((

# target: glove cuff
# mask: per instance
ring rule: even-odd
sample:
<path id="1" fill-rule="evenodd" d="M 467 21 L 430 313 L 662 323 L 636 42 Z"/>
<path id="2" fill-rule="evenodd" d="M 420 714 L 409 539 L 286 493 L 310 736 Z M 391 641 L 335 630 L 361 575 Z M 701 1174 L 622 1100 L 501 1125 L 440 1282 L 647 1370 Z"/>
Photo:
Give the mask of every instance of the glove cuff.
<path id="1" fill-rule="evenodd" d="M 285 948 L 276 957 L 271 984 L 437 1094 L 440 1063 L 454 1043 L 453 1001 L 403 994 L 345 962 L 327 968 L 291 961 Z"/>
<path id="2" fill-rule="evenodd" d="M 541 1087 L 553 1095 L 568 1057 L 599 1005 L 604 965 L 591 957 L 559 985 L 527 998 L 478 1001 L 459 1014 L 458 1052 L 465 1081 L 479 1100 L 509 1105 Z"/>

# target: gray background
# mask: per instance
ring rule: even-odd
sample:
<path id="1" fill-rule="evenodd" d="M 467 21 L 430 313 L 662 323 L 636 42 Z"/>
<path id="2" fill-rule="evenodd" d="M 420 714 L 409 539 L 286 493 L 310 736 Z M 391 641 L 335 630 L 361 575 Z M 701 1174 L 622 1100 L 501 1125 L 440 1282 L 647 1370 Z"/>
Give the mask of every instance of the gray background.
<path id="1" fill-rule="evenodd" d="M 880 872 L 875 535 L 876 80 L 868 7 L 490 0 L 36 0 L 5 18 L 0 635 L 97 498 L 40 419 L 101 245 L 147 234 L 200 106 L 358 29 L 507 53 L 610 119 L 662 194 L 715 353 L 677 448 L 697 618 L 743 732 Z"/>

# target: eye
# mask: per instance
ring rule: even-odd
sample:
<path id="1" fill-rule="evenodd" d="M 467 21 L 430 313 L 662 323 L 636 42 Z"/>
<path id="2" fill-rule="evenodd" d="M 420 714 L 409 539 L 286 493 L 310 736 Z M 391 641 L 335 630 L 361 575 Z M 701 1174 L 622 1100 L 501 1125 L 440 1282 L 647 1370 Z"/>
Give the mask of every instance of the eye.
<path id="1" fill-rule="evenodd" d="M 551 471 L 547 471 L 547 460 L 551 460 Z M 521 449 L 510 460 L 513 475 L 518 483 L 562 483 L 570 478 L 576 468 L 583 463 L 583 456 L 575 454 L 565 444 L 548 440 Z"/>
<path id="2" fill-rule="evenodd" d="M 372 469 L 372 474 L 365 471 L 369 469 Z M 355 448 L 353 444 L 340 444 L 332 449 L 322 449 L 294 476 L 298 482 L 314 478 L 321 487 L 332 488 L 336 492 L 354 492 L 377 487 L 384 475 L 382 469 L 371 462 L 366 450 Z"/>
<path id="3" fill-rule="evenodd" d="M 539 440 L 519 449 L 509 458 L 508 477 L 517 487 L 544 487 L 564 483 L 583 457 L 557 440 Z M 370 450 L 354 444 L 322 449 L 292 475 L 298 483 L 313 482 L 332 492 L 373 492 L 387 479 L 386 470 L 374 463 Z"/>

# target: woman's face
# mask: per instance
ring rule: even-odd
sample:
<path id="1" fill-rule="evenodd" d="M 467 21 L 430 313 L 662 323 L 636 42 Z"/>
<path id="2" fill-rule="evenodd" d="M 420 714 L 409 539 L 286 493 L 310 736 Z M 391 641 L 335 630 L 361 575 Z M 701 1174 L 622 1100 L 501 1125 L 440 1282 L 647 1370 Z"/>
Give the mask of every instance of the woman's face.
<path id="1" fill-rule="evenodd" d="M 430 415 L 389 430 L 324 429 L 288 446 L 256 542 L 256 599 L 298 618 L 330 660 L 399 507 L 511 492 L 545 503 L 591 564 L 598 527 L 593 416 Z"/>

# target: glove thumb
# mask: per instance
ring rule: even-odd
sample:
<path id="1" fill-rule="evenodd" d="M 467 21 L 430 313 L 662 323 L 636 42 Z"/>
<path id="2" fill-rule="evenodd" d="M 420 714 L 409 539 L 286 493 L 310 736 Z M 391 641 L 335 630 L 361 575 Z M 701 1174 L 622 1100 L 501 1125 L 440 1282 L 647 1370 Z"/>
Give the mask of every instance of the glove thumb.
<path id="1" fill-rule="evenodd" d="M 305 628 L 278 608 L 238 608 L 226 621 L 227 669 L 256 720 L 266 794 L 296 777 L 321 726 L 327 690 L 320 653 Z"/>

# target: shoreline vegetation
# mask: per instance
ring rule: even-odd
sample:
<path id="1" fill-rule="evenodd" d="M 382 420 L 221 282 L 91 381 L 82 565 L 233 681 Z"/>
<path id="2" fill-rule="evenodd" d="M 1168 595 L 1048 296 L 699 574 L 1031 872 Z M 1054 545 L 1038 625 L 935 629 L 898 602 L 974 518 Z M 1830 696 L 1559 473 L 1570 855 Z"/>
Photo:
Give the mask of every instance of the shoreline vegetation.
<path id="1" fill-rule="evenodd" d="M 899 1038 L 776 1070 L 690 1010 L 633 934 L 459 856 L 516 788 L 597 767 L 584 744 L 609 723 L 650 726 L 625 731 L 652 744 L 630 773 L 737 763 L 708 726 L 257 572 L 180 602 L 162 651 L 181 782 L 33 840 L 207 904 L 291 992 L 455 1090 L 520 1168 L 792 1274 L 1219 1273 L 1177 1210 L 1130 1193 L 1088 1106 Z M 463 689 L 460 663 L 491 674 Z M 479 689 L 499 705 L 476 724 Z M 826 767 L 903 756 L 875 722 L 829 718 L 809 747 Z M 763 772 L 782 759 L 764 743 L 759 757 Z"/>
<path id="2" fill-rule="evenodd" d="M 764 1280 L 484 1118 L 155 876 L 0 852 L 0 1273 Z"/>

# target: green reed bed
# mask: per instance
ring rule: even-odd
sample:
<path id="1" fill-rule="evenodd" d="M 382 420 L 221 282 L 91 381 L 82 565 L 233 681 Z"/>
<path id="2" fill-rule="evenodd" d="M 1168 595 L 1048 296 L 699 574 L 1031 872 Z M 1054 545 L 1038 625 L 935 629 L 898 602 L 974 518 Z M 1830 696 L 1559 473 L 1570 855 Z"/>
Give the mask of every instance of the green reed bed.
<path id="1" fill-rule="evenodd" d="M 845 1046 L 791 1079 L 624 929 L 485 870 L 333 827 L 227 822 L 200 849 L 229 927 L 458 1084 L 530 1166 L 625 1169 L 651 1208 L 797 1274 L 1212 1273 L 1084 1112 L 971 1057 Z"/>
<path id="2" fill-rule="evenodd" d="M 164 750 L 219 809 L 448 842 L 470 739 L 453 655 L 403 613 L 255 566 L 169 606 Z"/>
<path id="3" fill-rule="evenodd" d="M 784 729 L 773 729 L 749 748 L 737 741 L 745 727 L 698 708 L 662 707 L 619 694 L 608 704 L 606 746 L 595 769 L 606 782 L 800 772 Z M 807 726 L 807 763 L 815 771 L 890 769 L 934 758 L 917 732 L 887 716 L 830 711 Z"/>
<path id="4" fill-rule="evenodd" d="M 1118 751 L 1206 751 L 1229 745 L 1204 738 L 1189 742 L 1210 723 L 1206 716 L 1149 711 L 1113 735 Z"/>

))

== Exercise goal ==
Copy all the records exactly so that no character differs from the source.

== Task result ==
# target: glove cuff
# mask: per instance
ring rule: even-odd
sample:
<path id="1" fill-rule="evenodd" d="M 467 21 L 430 313 L 662 323 L 636 42 Z"/>
<path id="2" fill-rule="evenodd" d="M 420 714 L 409 539 L 286 493 L 310 736 Z M 391 641 L 335 630 L 361 575 Z M 701 1174 L 622 1100 L 501 1125 L 440 1282 L 647 1370 Z"/>
Photo:
Give the mask of every instance of the glove cuff.
<path id="1" fill-rule="evenodd" d="M 285 948 L 276 957 L 271 984 L 437 1094 L 440 1063 L 454 1043 L 453 1001 L 403 994 L 345 962 L 327 968 L 291 961 Z"/>
<path id="2" fill-rule="evenodd" d="M 541 1087 L 553 1095 L 568 1057 L 599 1005 L 604 965 L 591 957 L 559 985 L 527 998 L 478 1001 L 459 1014 L 458 1052 L 465 1081 L 479 1100 L 509 1105 Z"/>

# target: gray background
# mask: per instance
ring rule: even-odd
sample:
<path id="1" fill-rule="evenodd" d="M 467 21 L 430 313 L 662 323 L 636 42 Z"/>
<path id="2" fill-rule="evenodd" d="M 420 714 L 409 539 L 286 493 L 310 736 Z M 391 641 L 335 630 L 361 575 Z M 701 1174 L 622 1100 L 501 1125 L 440 1282 L 647 1370 Z"/>
Give the mask of every instance of the gray background.
<path id="1" fill-rule="evenodd" d="M 880 872 L 875 535 L 876 80 L 868 7 L 490 0 L 36 0 L 5 18 L 0 635 L 97 498 L 40 419 L 101 245 L 147 234 L 200 106 L 358 29 L 507 53 L 610 119 L 662 194 L 715 353 L 677 448 L 697 618 L 743 732 Z"/>

# target: eye
# mask: per instance
ring rule: even-odd
sample:
<path id="1" fill-rule="evenodd" d="M 467 21 L 430 313 L 662 323 L 636 42 Z"/>
<path id="2" fill-rule="evenodd" d="M 420 714 L 409 539 L 286 493 L 310 736 Z M 391 641 L 335 630 L 361 575 Z M 701 1174 L 622 1100 L 501 1125 L 440 1282 L 647 1370 Z"/>
Give the mask of every instance of the eye.
<path id="1" fill-rule="evenodd" d="M 551 471 L 547 471 L 547 460 L 551 460 Z M 521 449 L 510 460 L 513 475 L 518 483 L 562 483 L 570 478 L 576 468 L 583 463 L 583 456 L 575 454 L 565 444 L 548 440 Z"/>
<path id="2" fill-rule="evenodd" d="M 372 469 L 372 474 L 365 471 L 369 469 Z M 355 448 L 353 444 L 340 444 L 332 449 L 322 449 L 294 476 L 298 482 L 314 478 L 321 487 L 332 488 L 336 492 L 354 492 L 377 487 L 384 475 L 382 469 L 371 462 L 366 450 Z"/>
<path id="3" fill-rule="evenodd" d="M 539 440 L 519 449 L 509 458 L 508 477 L 517 487 L 544 487 L 564 483 L 583 457 L 557 440 Z M 370 450 L 354 444 L 322 449 L 292 475 L 298 483 L 313 482 L 332 492 L 373 492 L 387 479 L 386 470 L 374 463 Z"/>

# target: woman's face
# mask: per instance
ring rule: even-odd
sample:
<path id="1" fill-rule="evenodd" d="M 467 21 L 430 313 L 662 323 L 636 42 Z"/>
<path id="2" fill-rule="evenodd" d="M 420 714 L 409 539 L 286 493 L 310 736 Z M 391 641 L 335 630 L 361 575 Z M 701 1174 L 622 1100 L 501 1125 L 440 1282 L 647 1370 Z"/>
Give the mask of every instance of the woman's face.
<path id="1" fill-rule="evenodd" d="M 430 415 L 389 430 L 324 429 L 288 446 L 256 542 L 256 599 L 298 618 L 330 660 L 399 507 L 511 492 L 545 503 L 591 564 L 598 527 L 593 416 Z"/>

# target: glove thumb
# mask: per instance
ring rule: even-odd
sample:
<path id="1" fill-rule="evenodd" d="M 467 21 L 430 313 L 662 323 L 636 42 Z"/>
<path id="2" fill-rule="evenodd" d="M 420 714 L 409 539 L 286 493 L 310 736 Z M 391 641 L 335 630 L 361 575 Z M 701 1174 L 622 1100 L 501 1125 L 440 1282 L 647 1370 Z"/>
Give the mask of every instance of the glove thumb.
<path id="1" fill-rule="evenodd" d="M 305 628 L 278 608 L 238 608 L 226 621 L 227 669 L 256 720 L 266 794 L 296 777 L 321 726 L 327 690 L 320 653 Z"/>

# target: shoreline vegetation
# mask: per instance
ring rule: even-odd
sample:
<path id="1" fill-rule="evenodd" d="M 382 420 L 221 282 L 91 381 L 82 565 L 233 681 Z"/>
<path id="2" fill-rule="evenodd" d="M 1168 595 L 1048 296 L 699 574 L 1031 872 Z M 1054 545 L 1038 625 L 935 629 L 898 602 L 974 518 Z M 1830 696 L 1559 473 L 1570 855 Z"/>
Photo:
Give the mask of every instance of the shoreline vegetation.
<path id="1" fill-rule="evenodd" d="M 899 1038 L 776 1070 L 690 1010 L 633 934 L 459 856 L 516 788 L 597 767 L 584 744 L 609 723 L 650 726 L 625 731 L 652 744 L 630 773 L 737 763 L 708 726 L 257 572 L 180 602 L 162 651 L 181 782 L 33 840 L 207 904 L 291 992 L 455 1090 L 520 1168 L 792 1274 L 1219 1273 L 1177 1210 L 1130 1193 L 1088 1106 Z M 463 689 L 460 663 L 491 674 Z M 479 689 L 499 705 L 476 724 Z M 826 767 L 903 756 L 875 722 L 829 718 L 809 747 Z M 763 772 L 782 759 L 764 743 L 759 757 Z"/>
<path id="2" fill-rule="evenodd" d="M 764 1280 L 484 1118 L 155 876 L 0 852 L 0 1273 Z"/>

# target: green reed bed
# mask: per instance
ring rule: even-odd
sample:
<path id="1" fill-rule="evenodd" d="M 382 420 L 221 282 L 91 381 L 82 565 L 233 681 Z"/>
<path id="2" fill-rule="evenodd" d="M 1168 595 L 1048 296 L 699 574 L 1031 872 Z M 1054 545 L 1038 625 L 935 629 L 898 602 L 974 518 Z M 1830 696 L 1559 473 L 1570 855 Z"/>
Give the mask of every instance of the green reed bed.
<path id="1" fill-rule="evenodd" d="M 845 1046 L 791 1079 L 624 929 L 485 870 L 333 827 L 227 822 L 200 849 L 229 927 L 458 1084 L 530 1166 L 625 1169 L 651 1208 L 797 1274 L 1212 1273 L 1084 1112 L 971 1057 Z"/>
<path id="2" fill-rule="evenodd" d="M 164 750 L 219 809 L 448 842 L 470 739 L 453 655 L 403 613 L 255 566 L 169 606 Z"/>
<path id="3" fill-rule="evenodd" d="M 784 729 L 773 729 L 749 748 L 737 741 L 745 727 L 698 708 L 662 707 L 619 694 L 608 704 L 606 746 L 595 769 L 606 782 L 800 772 Z M 807 726 L 807 763 L 815 771 L 890 769 L 934 758 L 917 732 L 887 716 L 830 711 Z"/>
<path id="4" fill-rule="evenodd" d="M 1118 751 L 1206 751 L 1229 745 L 1204 738 L 1189 742 L 1210 723 L 1206 716 L 1149 711 L 1113 735 Z"/>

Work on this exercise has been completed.